▶ _RECORDS FOR THE EXERCISE_
━━━━━━━━
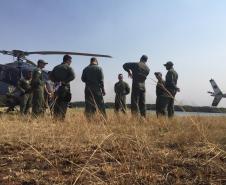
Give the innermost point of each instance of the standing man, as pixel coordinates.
(121, 90)
(138, 72)
(37, 85)
(171, 86)
(93, 77)
(161, 95)
(62, 74)
(24, 86)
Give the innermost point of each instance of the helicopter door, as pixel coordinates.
(9, 75)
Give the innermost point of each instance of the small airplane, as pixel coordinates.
(217, 94)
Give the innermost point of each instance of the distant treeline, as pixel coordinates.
(186, 108)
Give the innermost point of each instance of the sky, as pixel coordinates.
(191, 33)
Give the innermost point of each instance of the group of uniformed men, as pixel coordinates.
(38, 93)
(55, 92)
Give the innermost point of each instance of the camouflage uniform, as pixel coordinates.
(37, 85)
(121, 89)
(161, 98)
(171, 86)
(140, 71)
(24, 86)
(63, 94)
(93, 77)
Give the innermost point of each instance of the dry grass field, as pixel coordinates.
(121, 150)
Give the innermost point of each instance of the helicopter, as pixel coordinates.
(11, 73)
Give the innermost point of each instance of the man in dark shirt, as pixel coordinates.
(93, 77)
(37, 85)
(63, 74)
(138, 72)
(161, 95)
(171, 86)
(121, 90)
(24, 86)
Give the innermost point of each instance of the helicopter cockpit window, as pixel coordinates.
(9, 75)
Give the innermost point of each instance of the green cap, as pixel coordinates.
(169, 64)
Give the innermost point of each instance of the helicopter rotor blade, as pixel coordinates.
(64, 53)
(29, 61)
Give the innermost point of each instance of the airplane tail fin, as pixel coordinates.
(216, 100)
(215, 87)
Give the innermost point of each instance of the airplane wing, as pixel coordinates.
(216, 100)
(216, 89)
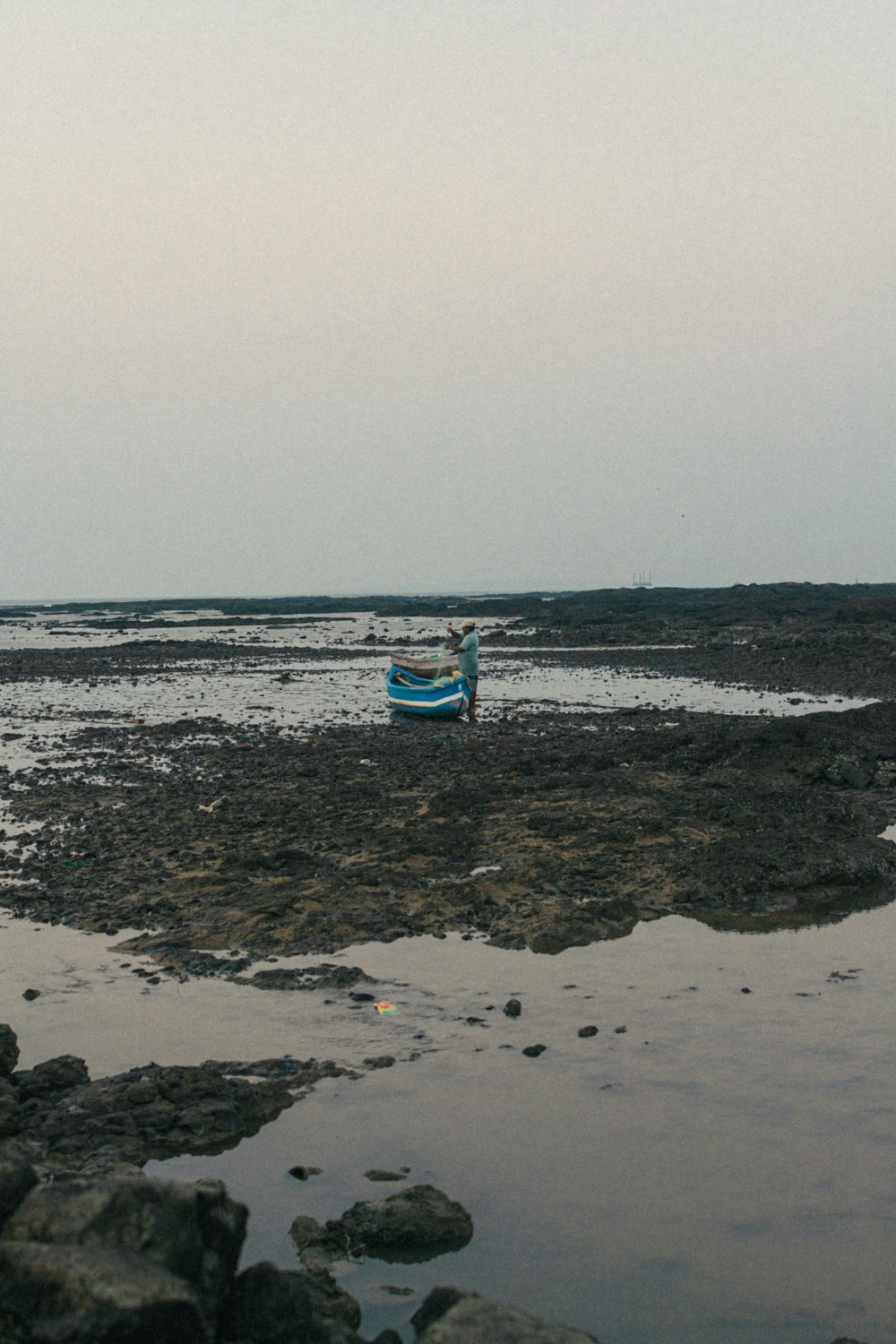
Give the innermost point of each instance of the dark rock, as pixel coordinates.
(304, 1172)
(327, 976)
(160, 1112)
(452, 1317)
(411, 1226)
(280, 1306)
(16, 1179)
(193, 1231)
(856, 776)
(8, 1050)
(75, 1295)
(11, 1115)
(53, 1075)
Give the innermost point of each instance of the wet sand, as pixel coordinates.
(209, 844)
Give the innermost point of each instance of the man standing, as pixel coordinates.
(466, 645)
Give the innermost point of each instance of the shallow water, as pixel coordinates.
(721, 1172)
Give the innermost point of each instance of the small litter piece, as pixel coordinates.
(210, 806)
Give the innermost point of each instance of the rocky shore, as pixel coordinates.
(536, 831)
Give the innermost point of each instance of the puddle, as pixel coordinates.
(718, 1174)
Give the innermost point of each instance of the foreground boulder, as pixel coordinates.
(276, 1306)
(118, 1260)
(414, 1225)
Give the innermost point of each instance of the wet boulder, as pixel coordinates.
(50, 1077)
(11, 1117)
(16, 1179)
(271, 1305)
(193, 1234)
(452, 1317)
(414, 1225)
(69, 1295)
(8, 1050)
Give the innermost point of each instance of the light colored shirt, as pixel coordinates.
(469, 656)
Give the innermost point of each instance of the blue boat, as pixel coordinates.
(444, 698)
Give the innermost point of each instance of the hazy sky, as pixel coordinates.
(309, 296)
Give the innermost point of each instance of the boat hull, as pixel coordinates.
(426, 666)
(410, 694)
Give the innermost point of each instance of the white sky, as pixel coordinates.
(346, 296)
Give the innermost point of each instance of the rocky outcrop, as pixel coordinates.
(61, 1118)
(452, 1317)
(155, 1262)
(8, 1050)
(411, 1226)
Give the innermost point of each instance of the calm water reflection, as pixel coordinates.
(721, 1171)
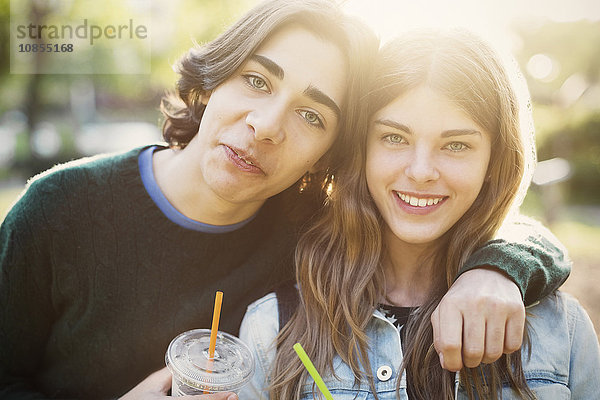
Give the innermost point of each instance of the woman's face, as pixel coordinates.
(426, 163)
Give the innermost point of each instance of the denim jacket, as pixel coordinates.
(564, 362)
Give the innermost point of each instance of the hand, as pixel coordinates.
(157, 385)
(481, 316)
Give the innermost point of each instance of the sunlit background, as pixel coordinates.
(51, 118)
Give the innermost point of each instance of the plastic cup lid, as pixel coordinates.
(231, 368)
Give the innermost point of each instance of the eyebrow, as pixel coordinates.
(444, 134)
(311, 91)
(320, 97)
(269, 64)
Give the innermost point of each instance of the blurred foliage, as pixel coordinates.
(567, 101)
━━━━━━━━
▶ _SHORT TASK_
Could you repeat, exactly and with nothing else, the lines from the one containing "sand, as pixel coordinates." through the last line of the records above, leaving out the pictures?

▶ _THE RESULT_
Give the innermost point of each instance of the wet sand, as pixel coordinates.
(209, 844)
Give the innermost point of each instance of the man standing, as pixel coordinates.
(466, 645)
Give the innermost point of each instance of the shallow water, as pixel coordinates.
(721, 1172)
Give the innermost point of each instance of the small litter piece, as pixel coordinates.
(210, 806)
Give the innermost point of each instance of the rocky shore, as pixel coordinates.
(536, 831)
Give the innermost point of each instance of the puddle, as pixel coordinates.
(718, 1174)
Give the innermost point of each instance of the foreground boulder, as pixel coordinates.
(276, 1306)
(118, 1260)
(414, 1225)
Give the innermost point of each instance of the wet boulder, as pixel coordinates.
(50, 1077)
(11, 1117)
(16, 1179)
(271, 1305)
(193, 1234)
(452, 1317)
(414, 1225)
(69, 1295)
(8, 1050)
Give the innermost point of each instance of the light colored shirt, as pixel coordinates.
(469, 656)
Give the innermost point of each instance of the blue boat, as pixel coordinates.
(444, 698)
Give the innermost point of each instance of the hazy sky, as pixel coordinates.
(309, 296)
Give the innermost point of each instance of the boat hull, as pixel coordinates.
(426, 666)
(410, 694)
Give the innermost point of each instance of the white sky, as pixel coordinates.
(346, 296)
Give the innermost point of each instance of the rocky outcrop, as pixel coordinates.
(61, 1118)
(452, 1317)
(155, 1262)
(8, 1050)
(411, 1226)
Give the innermost point of each instance of the calm water reflection, as pixel coordinates.
(721, 1171)
Give the innermost point of each instance of the woman's face, as pixel coordinates.
(426, 163)
Give the innermost point of each instance of the denim jacket, as pixel coordinates.
(564, 362)
Give the innermost point of each instance of the hand, as pixel coordinates.
(157, 385)
(481, 316)
Give the innermost point of each instance of the sunlit background, as pixel coordinates.
(51, 118)
Give the innermost point of each instance of the plastic cup lid, as pixel coordinates.
(231, 368)
Give the innermost point of each instance of the eyebrow, as pixel coordinates.
(444, 134)
(311, 91)
(320, 97)
(269, 64)
Give the innermost point of each instance of the blurred foliage, as pixel coordinates.
(567, 101)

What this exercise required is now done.